Chi sono i più famosi wine writers italiani? Le penne più intriganti, appassionate, raffinate, rivoluzionarie o irriverenti si raccontano in una serie di interviste che svelano curiosità e aneddoti di vita quotidiana.
“L’inizio è la parte più importante del lavoro.” (Platone)
Come ha cominciato Carlo Macchi? E qual è stato il tuo esordio nel mondo del vino?
Mi ricordo, ero assieme agli ultimi dinosauri e stavano cadendo meteoriti dal cielo. In effetti non sono entrato nel mondo del vino in quell’epoca ma poco dopo. Ci sono arrivato come responsabile di una condotta dell’allora Arcigola (oggi Slow Food). Era il 1987 e forse non mi sono mai divertito così tanto in vita mia come in quegli anni. Organizzavamo le cose più folli e anche le più serie: Dalle cene con i comunisti a mangiare i bambini a manifestazioni per migliorare le mense ospedaliere e scolastiche. Al vino ci sono arrivato per forza: un responsabile Arcigola doveva conoscere assolutamente il vino, specie se vive in Chianti Classico e ha a un tiro di schioppo Montalcino, Montepulciano, San Gimignano. Mi ricordo che il primo corso che organizzai, a cui partecipai pure io, aveva come insegnanti Sandro Sangiorgi e Marco Sabellico.
“La vita o si vive o si scrive, io non l’ho mai vissuta, se non scrivendola.” (Pirandello)
Hai vissuto la tua vita scrivendo o vivendola?
Oddio, spero di averla vissuta, anche perché sono anni che devo scrivere un libro serio, che non tratta di vino, e ancora non ho trovato il tempo. Non essendo poi molto bravo a scrivere avrei narrato e quindi vissuto proprio una vita di cacca. Ora che ci penso però da quattro anni ho la certezza di averla vissuta: la certezza si chiama Clara, la mia nipotina. Diventare nonno per me è stato come vincere 10 premi Nobel. Ho scoperto che tutto quello che ho fatto e non scritto ha portato a qualcosa di unico e irripetibile.
“Colui che conosce gli altri è sapiente, colui che conosce se stesso è illuminato.” ( Lao Tzu)
Pensi di conoscerti bene? Come ti descriveresti in soli tre aggettivi?
********************
# Esercizio
Sostituisci "interviste" con "conversazioni" e riscrivi il passo del testo sui wine writers italiani che comincia dalle parole "Chi sono i più". Fermati dopo "mondo del vino?".

Estratti dei registri di segmentazione
********************
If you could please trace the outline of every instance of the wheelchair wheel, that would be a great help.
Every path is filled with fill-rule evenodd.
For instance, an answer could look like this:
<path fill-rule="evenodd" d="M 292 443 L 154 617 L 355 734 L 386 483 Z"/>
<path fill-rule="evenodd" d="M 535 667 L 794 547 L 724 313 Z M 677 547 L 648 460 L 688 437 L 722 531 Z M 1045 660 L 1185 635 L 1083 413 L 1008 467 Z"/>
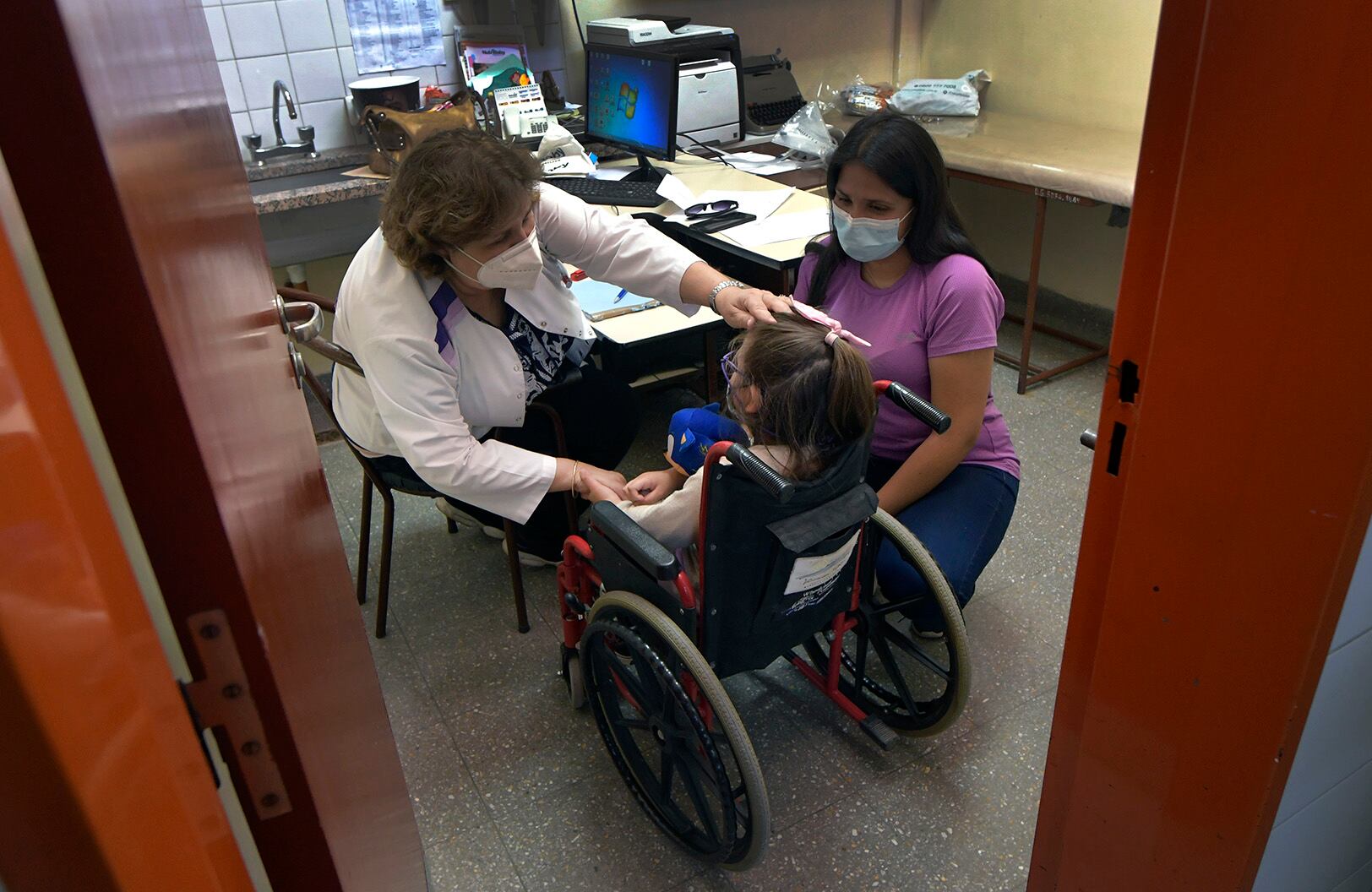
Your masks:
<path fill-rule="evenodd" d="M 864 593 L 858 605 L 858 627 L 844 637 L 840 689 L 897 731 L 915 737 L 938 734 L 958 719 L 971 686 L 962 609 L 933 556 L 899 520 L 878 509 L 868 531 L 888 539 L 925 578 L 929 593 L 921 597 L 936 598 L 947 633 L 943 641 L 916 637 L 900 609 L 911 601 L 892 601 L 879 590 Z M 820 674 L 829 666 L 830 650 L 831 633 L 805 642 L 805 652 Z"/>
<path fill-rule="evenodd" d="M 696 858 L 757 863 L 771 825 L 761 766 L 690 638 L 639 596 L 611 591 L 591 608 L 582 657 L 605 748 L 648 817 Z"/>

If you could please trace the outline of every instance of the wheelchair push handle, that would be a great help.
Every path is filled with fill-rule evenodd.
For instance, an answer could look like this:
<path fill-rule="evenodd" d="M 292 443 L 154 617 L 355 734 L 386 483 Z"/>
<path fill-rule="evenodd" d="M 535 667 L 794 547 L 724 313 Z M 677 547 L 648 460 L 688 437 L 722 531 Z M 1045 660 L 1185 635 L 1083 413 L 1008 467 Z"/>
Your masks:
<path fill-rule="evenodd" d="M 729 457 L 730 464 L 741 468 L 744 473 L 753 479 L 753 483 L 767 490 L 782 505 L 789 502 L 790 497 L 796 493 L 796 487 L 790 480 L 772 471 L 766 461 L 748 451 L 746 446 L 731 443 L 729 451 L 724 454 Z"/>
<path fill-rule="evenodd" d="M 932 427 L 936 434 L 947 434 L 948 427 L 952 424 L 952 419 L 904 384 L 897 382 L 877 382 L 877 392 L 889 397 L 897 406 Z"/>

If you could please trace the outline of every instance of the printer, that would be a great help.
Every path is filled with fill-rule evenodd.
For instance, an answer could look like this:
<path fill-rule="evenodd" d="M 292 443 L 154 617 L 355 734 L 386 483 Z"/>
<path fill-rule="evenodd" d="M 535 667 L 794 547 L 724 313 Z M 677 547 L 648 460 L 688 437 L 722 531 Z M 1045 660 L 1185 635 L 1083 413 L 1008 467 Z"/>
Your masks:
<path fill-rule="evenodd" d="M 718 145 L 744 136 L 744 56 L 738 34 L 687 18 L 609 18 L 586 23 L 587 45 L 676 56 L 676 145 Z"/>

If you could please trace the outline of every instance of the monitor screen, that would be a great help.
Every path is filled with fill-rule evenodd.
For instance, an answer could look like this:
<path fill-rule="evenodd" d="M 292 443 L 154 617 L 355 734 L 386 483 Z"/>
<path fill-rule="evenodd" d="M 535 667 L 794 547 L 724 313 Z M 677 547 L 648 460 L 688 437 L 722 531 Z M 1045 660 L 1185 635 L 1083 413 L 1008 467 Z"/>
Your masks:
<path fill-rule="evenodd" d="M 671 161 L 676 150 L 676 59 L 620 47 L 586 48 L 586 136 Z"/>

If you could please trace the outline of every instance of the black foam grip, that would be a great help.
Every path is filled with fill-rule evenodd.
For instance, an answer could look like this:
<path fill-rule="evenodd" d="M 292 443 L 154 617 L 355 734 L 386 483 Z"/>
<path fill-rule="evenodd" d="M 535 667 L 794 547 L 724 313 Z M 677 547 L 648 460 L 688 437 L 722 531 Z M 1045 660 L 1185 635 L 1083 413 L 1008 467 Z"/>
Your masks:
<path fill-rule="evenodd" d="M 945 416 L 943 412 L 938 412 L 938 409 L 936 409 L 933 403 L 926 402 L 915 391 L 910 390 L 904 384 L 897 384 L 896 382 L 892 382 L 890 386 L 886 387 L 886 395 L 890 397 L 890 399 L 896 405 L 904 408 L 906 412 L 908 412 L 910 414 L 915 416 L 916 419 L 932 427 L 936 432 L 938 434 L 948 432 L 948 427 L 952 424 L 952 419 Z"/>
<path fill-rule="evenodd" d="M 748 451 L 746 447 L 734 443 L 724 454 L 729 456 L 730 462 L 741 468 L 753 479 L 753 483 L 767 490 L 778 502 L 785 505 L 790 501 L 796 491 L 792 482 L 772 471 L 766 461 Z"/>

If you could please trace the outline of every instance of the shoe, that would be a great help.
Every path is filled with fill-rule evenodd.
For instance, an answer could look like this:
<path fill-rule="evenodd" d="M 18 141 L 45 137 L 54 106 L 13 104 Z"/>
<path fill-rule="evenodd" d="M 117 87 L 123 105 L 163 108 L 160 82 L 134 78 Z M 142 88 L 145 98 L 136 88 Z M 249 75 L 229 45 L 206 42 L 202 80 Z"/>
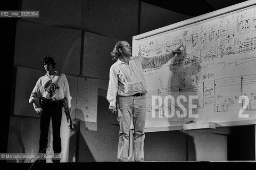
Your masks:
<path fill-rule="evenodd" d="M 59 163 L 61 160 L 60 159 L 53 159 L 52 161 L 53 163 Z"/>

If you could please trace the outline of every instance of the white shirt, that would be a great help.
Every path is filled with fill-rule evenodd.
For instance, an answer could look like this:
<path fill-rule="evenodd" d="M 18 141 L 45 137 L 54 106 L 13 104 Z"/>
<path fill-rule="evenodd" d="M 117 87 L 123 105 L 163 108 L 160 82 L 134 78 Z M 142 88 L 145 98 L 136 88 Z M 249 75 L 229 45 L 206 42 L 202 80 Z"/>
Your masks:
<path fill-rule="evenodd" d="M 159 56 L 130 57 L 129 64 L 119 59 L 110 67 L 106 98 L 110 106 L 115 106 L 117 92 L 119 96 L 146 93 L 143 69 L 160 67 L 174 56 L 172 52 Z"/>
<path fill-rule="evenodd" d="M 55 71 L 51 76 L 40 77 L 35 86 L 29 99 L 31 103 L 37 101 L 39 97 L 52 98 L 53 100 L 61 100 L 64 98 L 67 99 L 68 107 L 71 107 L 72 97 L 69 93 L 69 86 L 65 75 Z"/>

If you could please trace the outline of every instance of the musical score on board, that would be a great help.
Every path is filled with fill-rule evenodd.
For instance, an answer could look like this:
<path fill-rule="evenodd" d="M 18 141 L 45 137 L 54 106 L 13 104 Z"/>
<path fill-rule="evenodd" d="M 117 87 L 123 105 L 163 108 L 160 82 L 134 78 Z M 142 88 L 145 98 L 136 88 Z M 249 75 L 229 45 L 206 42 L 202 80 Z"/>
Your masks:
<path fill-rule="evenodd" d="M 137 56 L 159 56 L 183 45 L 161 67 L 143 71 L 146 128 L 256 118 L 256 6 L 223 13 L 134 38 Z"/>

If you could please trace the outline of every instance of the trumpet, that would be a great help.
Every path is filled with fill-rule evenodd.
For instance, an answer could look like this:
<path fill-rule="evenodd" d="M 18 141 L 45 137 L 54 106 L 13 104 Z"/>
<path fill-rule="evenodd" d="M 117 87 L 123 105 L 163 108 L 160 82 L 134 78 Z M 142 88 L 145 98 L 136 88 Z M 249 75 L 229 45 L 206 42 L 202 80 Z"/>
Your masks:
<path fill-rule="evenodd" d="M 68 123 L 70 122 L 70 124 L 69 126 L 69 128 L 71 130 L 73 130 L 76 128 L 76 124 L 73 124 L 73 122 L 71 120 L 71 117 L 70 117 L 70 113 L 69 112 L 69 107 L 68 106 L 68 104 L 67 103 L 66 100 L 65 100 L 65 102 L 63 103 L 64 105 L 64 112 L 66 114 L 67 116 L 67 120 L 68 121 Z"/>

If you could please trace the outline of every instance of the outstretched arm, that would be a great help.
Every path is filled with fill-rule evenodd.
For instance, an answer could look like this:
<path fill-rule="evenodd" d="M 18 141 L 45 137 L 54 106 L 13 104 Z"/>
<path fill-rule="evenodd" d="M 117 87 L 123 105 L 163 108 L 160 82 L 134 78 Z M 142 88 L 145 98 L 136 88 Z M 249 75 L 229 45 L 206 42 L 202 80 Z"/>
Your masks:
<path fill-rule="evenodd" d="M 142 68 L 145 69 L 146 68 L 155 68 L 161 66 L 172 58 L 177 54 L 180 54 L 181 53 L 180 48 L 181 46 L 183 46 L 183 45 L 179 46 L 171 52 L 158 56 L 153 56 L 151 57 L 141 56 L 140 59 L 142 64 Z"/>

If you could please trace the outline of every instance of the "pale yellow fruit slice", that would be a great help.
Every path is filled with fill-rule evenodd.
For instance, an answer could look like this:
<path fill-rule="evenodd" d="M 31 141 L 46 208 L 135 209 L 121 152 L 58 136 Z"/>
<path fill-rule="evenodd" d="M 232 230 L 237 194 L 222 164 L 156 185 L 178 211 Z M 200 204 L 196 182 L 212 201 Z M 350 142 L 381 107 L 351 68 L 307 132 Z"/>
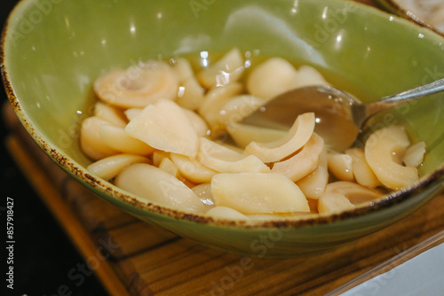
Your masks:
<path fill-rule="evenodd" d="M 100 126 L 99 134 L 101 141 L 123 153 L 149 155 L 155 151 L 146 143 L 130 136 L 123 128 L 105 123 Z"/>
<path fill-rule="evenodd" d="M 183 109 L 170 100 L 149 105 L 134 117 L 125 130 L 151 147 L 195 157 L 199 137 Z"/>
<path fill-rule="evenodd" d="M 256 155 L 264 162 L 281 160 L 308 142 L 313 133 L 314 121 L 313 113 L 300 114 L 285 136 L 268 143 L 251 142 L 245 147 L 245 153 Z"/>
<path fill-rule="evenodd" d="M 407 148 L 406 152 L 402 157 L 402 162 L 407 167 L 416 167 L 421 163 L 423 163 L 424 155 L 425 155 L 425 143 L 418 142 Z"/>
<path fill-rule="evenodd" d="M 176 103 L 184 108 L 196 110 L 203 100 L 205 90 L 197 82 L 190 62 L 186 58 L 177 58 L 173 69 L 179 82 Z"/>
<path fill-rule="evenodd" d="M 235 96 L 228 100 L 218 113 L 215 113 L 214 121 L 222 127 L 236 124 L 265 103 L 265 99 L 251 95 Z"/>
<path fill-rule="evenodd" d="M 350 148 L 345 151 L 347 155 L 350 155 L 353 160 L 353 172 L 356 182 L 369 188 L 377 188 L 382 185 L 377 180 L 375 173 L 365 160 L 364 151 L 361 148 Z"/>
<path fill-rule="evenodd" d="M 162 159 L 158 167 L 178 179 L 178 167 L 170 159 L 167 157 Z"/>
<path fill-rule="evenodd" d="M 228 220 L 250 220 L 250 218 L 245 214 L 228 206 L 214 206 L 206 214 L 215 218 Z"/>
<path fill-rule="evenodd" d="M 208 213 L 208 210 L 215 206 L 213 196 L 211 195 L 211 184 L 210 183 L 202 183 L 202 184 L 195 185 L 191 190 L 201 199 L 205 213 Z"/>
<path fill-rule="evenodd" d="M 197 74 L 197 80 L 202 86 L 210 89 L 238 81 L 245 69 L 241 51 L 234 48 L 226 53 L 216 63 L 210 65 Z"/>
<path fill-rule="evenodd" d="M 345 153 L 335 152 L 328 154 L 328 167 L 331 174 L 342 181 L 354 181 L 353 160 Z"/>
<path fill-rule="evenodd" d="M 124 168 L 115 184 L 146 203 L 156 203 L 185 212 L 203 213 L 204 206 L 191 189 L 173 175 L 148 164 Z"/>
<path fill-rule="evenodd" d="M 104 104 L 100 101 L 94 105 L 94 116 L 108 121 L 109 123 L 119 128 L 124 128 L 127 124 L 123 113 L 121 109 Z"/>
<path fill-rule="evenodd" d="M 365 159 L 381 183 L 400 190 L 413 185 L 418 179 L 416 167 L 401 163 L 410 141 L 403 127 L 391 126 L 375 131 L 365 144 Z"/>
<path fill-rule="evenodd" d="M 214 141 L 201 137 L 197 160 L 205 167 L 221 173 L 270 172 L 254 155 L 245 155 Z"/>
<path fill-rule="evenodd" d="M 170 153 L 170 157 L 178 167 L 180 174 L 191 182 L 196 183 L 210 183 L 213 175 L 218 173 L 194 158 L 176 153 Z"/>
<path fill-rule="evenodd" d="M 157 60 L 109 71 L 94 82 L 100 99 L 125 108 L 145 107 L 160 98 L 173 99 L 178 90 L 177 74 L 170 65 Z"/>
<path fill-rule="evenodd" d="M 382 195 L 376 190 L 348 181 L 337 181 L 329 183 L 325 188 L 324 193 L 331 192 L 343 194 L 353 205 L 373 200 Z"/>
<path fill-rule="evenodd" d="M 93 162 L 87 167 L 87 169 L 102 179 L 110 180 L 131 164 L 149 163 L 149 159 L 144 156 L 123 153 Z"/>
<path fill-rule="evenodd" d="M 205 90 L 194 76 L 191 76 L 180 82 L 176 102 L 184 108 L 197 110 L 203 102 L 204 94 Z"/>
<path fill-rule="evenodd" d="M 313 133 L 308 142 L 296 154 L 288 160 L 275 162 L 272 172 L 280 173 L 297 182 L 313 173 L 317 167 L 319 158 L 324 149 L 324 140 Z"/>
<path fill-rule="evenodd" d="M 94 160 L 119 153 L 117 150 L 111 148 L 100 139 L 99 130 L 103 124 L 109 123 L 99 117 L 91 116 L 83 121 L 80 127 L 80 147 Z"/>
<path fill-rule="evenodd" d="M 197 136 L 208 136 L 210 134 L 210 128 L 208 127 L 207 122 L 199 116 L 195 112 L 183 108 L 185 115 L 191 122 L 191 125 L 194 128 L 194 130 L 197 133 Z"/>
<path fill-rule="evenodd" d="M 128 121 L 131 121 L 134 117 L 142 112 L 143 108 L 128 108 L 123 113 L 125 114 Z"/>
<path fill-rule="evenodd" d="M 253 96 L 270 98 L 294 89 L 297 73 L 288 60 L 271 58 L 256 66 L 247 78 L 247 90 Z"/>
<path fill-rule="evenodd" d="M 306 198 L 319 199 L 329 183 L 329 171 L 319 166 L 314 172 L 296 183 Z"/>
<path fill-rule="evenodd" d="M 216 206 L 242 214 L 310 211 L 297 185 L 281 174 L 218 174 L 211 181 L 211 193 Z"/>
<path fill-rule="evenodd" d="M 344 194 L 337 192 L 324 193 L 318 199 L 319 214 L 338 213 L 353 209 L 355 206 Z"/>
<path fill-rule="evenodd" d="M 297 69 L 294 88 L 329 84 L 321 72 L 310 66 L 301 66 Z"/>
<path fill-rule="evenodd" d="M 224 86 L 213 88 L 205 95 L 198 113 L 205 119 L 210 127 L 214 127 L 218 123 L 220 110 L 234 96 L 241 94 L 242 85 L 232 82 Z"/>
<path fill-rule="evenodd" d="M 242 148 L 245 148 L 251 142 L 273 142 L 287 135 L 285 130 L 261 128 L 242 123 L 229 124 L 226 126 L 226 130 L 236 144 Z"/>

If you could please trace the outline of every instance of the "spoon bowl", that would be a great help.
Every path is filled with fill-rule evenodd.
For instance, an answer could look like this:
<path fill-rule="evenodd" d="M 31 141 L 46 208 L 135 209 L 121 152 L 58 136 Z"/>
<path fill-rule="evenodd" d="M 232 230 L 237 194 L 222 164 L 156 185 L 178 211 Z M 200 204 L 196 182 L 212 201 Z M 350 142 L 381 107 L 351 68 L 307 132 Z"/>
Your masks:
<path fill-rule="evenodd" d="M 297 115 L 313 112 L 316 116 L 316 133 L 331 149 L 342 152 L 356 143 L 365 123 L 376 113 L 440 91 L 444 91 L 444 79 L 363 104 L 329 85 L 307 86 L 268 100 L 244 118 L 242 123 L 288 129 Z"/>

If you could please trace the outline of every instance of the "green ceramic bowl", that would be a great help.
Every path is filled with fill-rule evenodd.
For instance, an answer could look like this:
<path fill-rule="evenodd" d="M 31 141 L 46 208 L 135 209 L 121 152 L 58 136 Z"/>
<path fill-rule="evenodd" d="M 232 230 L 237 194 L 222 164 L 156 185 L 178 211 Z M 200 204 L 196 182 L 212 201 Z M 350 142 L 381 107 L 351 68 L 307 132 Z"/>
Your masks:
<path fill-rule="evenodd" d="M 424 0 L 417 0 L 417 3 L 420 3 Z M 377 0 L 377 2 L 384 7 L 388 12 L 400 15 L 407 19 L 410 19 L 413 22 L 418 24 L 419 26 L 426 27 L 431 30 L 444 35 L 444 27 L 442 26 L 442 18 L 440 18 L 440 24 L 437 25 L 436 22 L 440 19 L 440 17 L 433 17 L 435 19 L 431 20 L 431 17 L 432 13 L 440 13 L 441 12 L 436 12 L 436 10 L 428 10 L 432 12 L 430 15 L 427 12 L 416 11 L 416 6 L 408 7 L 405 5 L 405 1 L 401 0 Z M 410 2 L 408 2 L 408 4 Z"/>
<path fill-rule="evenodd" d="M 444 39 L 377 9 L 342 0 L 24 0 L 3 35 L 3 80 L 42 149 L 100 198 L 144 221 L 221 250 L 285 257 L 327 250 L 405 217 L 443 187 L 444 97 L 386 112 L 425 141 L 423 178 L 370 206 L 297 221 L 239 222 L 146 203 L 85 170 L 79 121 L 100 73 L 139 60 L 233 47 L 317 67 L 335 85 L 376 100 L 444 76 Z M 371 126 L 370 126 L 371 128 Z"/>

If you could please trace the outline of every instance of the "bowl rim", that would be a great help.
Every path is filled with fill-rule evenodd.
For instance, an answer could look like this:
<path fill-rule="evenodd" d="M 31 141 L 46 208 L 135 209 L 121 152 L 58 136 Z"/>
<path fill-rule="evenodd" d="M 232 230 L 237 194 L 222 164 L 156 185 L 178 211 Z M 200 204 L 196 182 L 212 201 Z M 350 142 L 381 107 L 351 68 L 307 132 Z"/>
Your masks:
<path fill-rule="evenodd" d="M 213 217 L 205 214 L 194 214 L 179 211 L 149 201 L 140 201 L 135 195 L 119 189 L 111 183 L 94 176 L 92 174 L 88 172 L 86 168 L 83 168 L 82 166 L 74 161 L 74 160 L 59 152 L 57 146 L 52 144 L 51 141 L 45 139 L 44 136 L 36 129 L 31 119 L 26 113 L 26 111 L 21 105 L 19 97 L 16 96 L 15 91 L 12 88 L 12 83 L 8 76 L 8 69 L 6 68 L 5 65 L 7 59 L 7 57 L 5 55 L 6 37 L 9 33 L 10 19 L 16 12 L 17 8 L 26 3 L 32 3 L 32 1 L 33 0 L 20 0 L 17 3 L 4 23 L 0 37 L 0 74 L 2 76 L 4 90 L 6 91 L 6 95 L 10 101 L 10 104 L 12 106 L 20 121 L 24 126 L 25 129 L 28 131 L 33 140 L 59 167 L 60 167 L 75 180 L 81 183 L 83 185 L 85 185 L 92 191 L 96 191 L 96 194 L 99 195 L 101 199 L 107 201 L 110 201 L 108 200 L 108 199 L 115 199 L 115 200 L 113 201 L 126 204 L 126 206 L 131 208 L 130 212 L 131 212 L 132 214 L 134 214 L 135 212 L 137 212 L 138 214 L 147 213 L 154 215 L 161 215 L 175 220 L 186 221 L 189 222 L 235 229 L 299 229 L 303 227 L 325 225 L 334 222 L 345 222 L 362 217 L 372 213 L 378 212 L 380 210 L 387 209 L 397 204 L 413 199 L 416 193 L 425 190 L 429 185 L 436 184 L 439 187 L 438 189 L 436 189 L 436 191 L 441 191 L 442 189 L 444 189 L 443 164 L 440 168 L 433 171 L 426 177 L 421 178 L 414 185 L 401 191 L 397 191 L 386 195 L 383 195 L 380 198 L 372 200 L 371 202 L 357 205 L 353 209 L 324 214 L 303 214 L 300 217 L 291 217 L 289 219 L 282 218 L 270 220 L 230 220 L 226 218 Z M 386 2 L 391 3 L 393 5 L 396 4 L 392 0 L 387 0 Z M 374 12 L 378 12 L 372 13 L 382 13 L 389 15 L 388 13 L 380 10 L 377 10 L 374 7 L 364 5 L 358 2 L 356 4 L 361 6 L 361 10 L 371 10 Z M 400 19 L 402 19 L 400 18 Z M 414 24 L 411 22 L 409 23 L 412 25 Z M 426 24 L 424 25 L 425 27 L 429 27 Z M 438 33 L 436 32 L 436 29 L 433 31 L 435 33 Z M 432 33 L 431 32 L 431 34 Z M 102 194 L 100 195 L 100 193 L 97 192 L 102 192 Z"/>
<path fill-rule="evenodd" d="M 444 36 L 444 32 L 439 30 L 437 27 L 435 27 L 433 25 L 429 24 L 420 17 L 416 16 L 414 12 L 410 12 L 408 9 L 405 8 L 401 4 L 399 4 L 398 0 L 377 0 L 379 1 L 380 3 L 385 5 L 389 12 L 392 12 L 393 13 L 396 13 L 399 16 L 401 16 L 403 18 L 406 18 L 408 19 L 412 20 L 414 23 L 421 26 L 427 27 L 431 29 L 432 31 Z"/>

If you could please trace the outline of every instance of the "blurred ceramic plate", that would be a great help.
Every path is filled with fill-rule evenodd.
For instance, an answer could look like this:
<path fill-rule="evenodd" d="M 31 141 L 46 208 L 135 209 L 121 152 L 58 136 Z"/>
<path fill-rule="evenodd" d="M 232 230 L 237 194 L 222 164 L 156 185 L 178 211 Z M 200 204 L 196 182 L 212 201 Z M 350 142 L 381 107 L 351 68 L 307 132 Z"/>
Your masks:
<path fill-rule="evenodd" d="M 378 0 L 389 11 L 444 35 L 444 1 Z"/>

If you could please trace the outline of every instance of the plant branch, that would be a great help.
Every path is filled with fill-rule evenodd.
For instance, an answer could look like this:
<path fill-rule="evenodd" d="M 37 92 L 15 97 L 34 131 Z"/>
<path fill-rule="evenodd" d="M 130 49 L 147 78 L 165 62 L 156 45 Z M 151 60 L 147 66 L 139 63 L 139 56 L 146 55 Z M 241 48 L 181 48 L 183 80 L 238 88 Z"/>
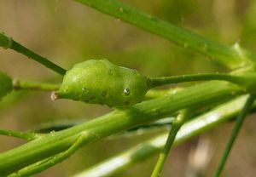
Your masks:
********************
# Esercizio svolto
Chi sono i più famosi wine writers italiani? Le penne più intriganti, appassionate, raffinate, rivoluzionarie o irriverenti si raccontano in una serie di conversazioni che svelano curiosità e aneddoti di vita quotidiana.
“L’inizio è la parte più importante del lavoro.” (Platone)
Come ha cominciato Carlo Macchi? E qual è stato il tuo esordio nel mondo del vino?